DIRECTIONS FOR THIS TASK => Reproduce the match report word for word, from its first sentence to its last.
[begin EXCERPTED TEXT]
On the eve of Sir Alex's 25th anniversary in charge of Manchester United, the Reds boss celebrated in a manner he's become so accustomed to down the years: by guiding his team to victory.
Rather cruelly for Wes Brown, though, it was his gift of an own goal, on his first visit back to Old Trafford after leaving for Sunderland in the summer, that settled the contest.
At the end of a game that was largely devoid of, United had moved to within two points of Manchester City (the Blues later beat Queens Park Rangers 3-2 to restore a five-point advantage), albeit without displaying much of the artistry and adventure that has characterised so many of Sir Alex's sides down the years. The tributes came from elsewhere, though. A giant banner was hung the length of the Stretford End, supporters received commemorative tribute magazines and Sir Alex himself was paraded before Old Trafford before kick-off, entering the pith through a guard of honour formed by the two teams.
[end EXCERPTED TEXT]
[begin DATA SHOWN]
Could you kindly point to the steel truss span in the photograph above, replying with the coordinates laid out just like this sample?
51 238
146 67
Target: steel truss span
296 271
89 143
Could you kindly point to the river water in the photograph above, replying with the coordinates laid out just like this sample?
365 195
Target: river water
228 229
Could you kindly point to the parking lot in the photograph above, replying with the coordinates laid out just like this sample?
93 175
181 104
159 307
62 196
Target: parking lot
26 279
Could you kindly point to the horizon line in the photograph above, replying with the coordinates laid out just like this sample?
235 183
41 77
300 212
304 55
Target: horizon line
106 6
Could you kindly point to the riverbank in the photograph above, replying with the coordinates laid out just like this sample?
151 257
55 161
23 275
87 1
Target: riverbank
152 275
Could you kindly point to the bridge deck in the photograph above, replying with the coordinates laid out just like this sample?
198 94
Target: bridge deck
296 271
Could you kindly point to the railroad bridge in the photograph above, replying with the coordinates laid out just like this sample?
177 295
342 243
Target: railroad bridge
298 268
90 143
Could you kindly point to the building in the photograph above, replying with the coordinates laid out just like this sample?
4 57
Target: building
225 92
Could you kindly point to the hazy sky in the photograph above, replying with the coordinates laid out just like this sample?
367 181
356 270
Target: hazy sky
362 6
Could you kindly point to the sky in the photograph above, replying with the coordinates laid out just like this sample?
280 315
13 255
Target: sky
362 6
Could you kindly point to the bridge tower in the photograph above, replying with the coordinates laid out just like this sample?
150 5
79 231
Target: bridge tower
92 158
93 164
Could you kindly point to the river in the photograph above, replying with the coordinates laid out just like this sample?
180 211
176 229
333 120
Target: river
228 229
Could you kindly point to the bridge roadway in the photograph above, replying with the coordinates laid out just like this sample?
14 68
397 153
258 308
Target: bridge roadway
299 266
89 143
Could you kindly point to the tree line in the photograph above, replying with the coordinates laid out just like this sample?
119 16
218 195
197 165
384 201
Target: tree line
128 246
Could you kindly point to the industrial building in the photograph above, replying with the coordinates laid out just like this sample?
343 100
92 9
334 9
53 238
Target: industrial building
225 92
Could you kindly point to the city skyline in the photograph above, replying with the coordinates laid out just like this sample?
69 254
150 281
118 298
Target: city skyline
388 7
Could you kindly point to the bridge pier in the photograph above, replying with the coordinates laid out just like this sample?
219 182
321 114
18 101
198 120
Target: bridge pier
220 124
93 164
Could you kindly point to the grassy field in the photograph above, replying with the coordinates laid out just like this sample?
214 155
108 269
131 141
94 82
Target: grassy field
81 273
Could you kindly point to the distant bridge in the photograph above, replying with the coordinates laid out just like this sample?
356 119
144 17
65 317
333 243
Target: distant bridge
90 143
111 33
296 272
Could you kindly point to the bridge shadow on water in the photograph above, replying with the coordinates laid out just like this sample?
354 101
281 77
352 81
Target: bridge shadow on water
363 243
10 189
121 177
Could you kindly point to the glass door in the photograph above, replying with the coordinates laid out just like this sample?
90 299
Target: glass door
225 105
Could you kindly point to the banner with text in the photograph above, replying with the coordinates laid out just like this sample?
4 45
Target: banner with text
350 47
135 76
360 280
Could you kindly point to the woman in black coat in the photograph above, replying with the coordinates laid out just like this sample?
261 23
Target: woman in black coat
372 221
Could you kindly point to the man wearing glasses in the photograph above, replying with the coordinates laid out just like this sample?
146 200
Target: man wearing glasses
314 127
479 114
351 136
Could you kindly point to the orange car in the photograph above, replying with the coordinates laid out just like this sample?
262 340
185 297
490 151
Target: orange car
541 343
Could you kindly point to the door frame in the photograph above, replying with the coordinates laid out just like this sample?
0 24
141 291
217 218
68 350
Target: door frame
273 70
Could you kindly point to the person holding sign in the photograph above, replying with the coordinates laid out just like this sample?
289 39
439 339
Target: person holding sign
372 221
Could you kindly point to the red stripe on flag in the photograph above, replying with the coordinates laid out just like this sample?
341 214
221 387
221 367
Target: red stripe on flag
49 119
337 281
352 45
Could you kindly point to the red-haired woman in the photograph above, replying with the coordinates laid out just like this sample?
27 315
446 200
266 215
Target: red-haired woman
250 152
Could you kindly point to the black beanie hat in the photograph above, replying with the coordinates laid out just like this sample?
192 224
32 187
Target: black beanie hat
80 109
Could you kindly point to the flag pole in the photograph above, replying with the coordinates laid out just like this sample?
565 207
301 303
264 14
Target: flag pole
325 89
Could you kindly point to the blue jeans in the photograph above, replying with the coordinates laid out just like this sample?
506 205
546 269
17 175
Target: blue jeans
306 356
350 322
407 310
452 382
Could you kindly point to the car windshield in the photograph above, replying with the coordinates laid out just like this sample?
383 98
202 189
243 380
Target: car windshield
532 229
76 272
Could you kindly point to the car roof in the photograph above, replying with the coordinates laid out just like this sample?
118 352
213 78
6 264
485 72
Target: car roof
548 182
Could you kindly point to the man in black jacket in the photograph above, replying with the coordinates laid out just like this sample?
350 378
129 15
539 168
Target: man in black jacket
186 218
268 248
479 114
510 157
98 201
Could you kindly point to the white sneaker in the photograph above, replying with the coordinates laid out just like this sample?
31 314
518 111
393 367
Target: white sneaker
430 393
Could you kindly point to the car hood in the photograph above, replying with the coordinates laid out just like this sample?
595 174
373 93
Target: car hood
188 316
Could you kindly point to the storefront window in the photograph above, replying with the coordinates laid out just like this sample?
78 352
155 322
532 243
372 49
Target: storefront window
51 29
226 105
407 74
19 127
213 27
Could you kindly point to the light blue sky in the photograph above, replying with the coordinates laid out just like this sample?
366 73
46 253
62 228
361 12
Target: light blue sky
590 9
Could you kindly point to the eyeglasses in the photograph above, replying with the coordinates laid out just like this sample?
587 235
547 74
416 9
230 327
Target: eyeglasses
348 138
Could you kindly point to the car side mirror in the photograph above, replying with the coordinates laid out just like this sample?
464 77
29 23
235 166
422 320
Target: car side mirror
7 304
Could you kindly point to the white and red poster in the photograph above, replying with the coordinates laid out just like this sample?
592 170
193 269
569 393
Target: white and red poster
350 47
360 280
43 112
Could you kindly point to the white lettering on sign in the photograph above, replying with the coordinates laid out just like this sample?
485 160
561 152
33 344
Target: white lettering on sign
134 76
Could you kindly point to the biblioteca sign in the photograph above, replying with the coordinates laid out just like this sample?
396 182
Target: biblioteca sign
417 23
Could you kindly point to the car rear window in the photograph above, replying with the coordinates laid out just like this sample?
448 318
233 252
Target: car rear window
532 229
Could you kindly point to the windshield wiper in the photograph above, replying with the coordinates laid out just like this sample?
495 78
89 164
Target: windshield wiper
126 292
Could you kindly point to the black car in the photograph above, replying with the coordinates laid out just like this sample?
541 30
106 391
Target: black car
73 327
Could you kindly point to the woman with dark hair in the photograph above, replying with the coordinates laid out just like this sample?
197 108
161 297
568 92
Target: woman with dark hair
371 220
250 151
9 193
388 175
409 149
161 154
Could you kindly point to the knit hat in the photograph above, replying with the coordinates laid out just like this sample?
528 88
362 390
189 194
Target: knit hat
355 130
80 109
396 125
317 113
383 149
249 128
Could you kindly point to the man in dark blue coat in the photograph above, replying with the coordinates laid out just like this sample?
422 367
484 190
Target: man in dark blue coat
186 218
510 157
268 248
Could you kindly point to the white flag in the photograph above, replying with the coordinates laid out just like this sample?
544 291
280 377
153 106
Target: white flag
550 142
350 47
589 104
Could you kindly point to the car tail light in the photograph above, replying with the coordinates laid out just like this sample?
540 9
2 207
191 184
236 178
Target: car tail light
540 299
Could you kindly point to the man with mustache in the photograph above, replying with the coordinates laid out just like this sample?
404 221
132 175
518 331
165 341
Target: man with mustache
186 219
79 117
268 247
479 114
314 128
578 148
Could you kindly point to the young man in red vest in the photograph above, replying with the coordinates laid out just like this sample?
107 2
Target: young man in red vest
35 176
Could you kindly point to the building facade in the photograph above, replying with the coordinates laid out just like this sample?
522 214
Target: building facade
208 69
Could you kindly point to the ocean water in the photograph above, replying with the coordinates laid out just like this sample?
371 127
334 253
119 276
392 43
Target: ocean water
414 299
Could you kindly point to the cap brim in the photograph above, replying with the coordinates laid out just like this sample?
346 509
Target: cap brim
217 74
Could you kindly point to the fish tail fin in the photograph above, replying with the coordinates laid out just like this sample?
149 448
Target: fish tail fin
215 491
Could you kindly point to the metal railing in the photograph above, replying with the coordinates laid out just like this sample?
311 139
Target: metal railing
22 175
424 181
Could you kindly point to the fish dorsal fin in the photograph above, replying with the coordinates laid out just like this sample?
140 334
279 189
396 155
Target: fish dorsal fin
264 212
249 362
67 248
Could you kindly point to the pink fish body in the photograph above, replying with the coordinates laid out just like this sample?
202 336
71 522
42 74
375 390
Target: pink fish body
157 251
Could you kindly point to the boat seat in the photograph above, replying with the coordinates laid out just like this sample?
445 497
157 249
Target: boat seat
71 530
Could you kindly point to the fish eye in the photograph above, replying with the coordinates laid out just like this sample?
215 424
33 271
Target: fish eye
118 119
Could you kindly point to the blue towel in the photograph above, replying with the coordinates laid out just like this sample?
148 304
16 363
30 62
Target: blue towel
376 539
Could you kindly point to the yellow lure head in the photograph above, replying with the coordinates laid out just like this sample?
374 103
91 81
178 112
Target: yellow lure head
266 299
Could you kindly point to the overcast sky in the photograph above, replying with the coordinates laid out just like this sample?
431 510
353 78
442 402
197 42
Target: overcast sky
[end DATA SHOWN]
RESULT =>
On the eve of Sir Alex's 25th anniversary in charge of Manchester United, the Reds boss celebrated in a manner he's become so accustomed to down the years: by guiding his team to victory.
Rather cruelly for Wes Brown, though, it was his gift of an own goal, on his first visit back to Old Trafford after leaving for Sunderland in the summer, that settled the contest.
At the end of a game that was largely devoid of, United had moved to within two points of Manchester City (the Blues later beat Queens Park Rangers 3-2 to restore a five-point advantage), albeit without displaying much of the artistry and adventure that has characterised so many of Sir Alex's sides down the years. The tributes came from elsewhere, though. A giant banner was hung the length of the Stretford End, supporters received commemorative tribute magazines and Sir Alex himself was paraded before Old Trafford before kick-off, entering the pith through a guard of honour formed by the two teams.